● **What to do**:
Find each line in the records below that contains the string "above" and copy those lines. Case counts.

● **Extracted data**:
>>

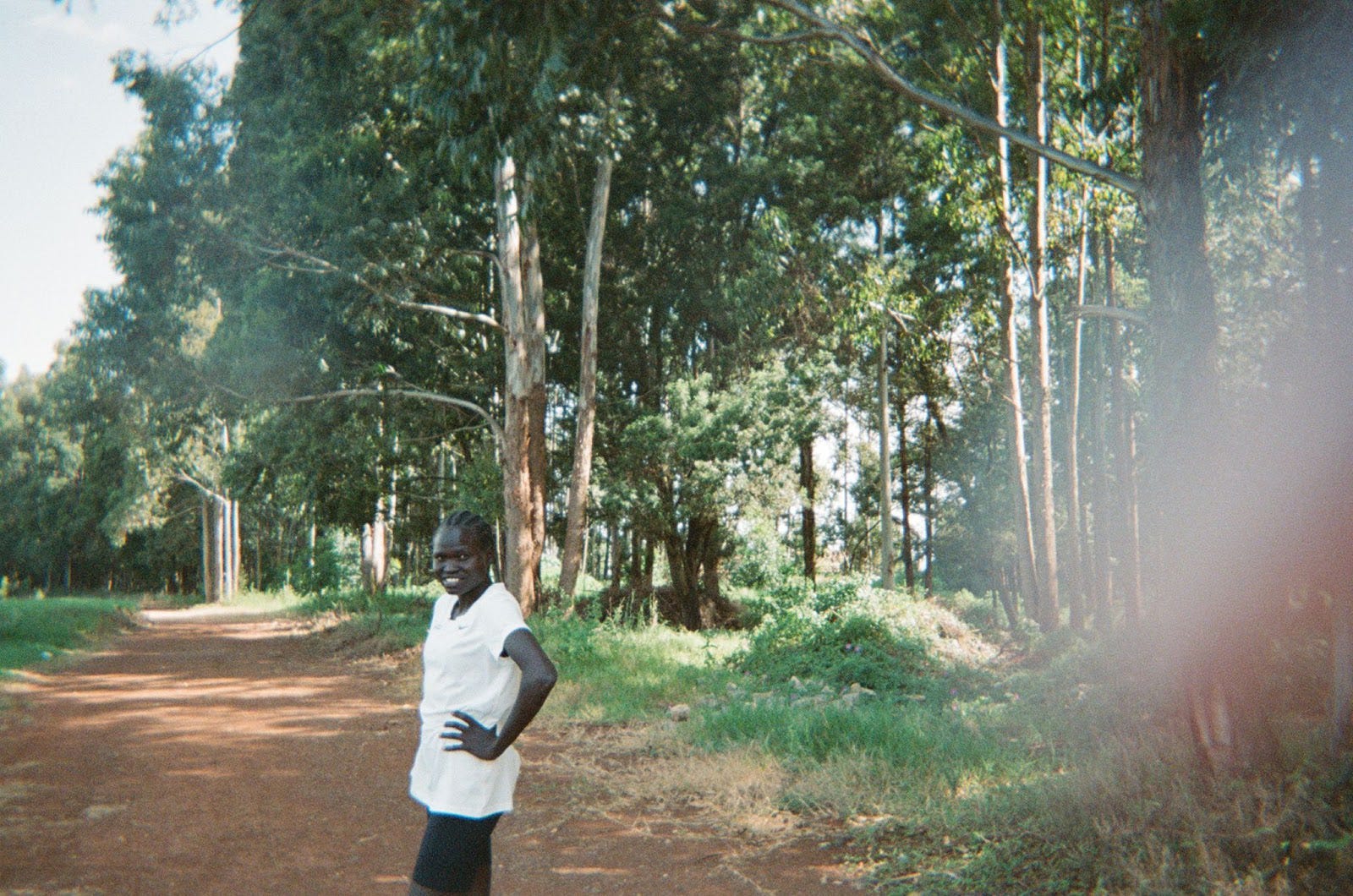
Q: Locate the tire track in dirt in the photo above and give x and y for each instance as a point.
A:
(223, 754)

<<
>>

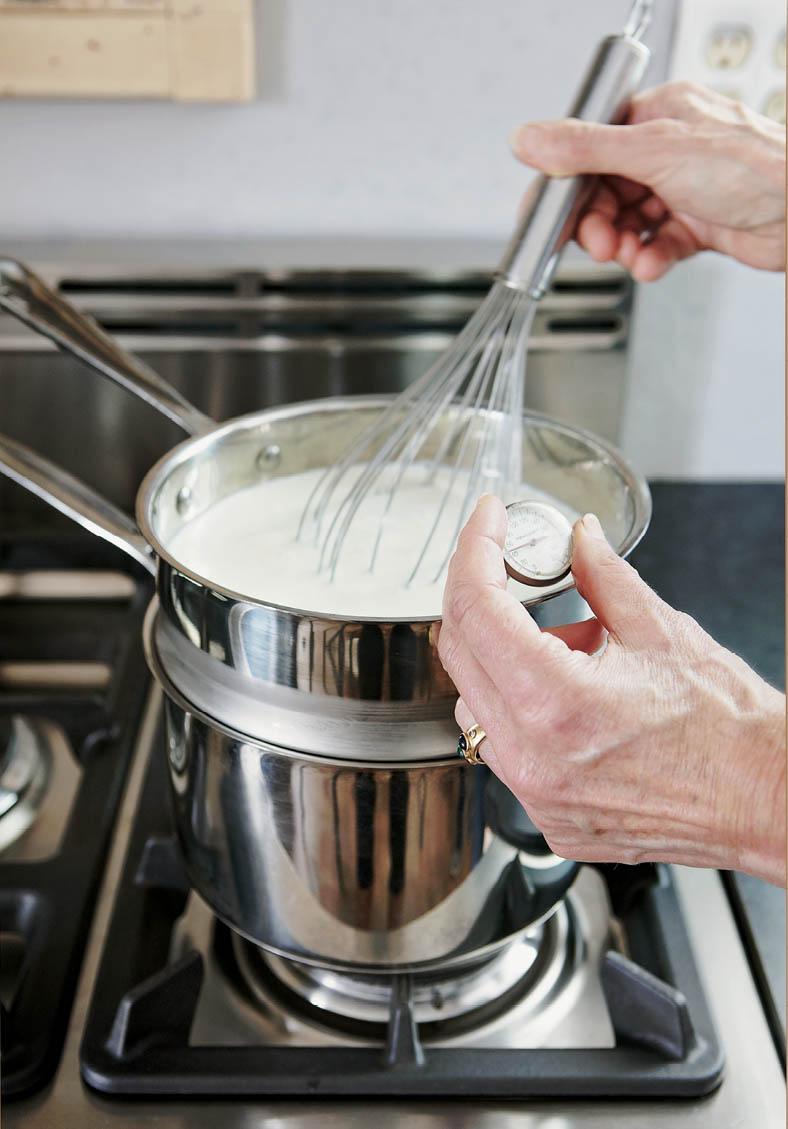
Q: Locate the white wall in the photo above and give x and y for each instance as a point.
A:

<<

● **Correct response**:
Q: Locate the tire track in dirt in the photo above and give x and y for each instance as a point.
Q: Locate the white wall in the photo above and give x and y for each instance as a point.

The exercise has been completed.